===== Text passage =====

To exit the function and specify a return value, we use return 0. This causes the main function to return the numerical value of 0 to the code that called it (recall that main() was defined as returning an integer value).

Something else to notice in this example is the use of the semicolon. Nearly every line of a C program must end with a semicolon with the primary exceptions being the beginning of functions, conditional statements, and loops (these lines all end with brackets instead).

If we save the above code as test.c and compile it specifying an out file name of ‘test‘, we can run the program and see the fruits of our labor:

$gcc test.c -o test
$./test
The name of this program is: ./test

Variables

Any program that does anything worthwhile needs to be able to define variables. Variables are simply representations of memory addresses where we can read/write/store data. So, instead of having to remember that we stored the number 25 at memory address 0×00401234, we can reference that memory address by using an easy to remember variable name such as ‘num‘ or ‘i‘. The two basic types of variables are those that store characters and those that store integers.

Integer variables can be declared by preceding the variable name with ‘int’. The following defines an integer variable called i and sets it equal to 45:

int i = 45;

Two other types of numerical variables are short and float. An int variable is 4 bytes long, in other words, it can store numbers between 0 and 4,294,967,295. If you want to declare a smaller integer variable, you can use short which is 2 bytes long (0 – 65535). Float variables contain floating point numbers (5.6, 2.3, etc).

=====

== Set of tasks ==
**A)** Answer these questions using the C programming passage above.
(i) What numerical value does `return 0` make the main function return?
(ii) Which kinds of lines are the primary exceptions to ending with a semicolon?
(iii) How many bytes long is a short variable?
**B)** Transcribe the part of the C programming passage starting at "Integer variables can" and ending at "(5.6, 2.3, etc).".

===== Dataset content =====

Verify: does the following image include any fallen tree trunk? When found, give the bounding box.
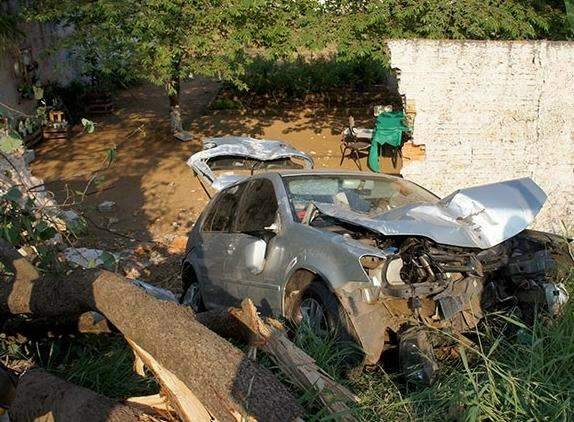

=====

== Answers provided ==
**A)**
(i) 0
(ii) The beginning of functions, conditional statements, and loops.
(iii) 2 bytes

**B)**
Integer variables can be declared by preceding the variable name with ‘int’. The following defines an integer variable called i and sets it equal to 45:

int i = 45;

Two other types of numerical variables are short and float. An int variable is 4 bytes long, in other words, it can store numbers between 0 and 4,294,967,295. If you want to declare a smaller integer variable, you can use short which is 2 bytes long (0 – 65535). Float variables contain floating point numbers (5.6, 2.3, etc).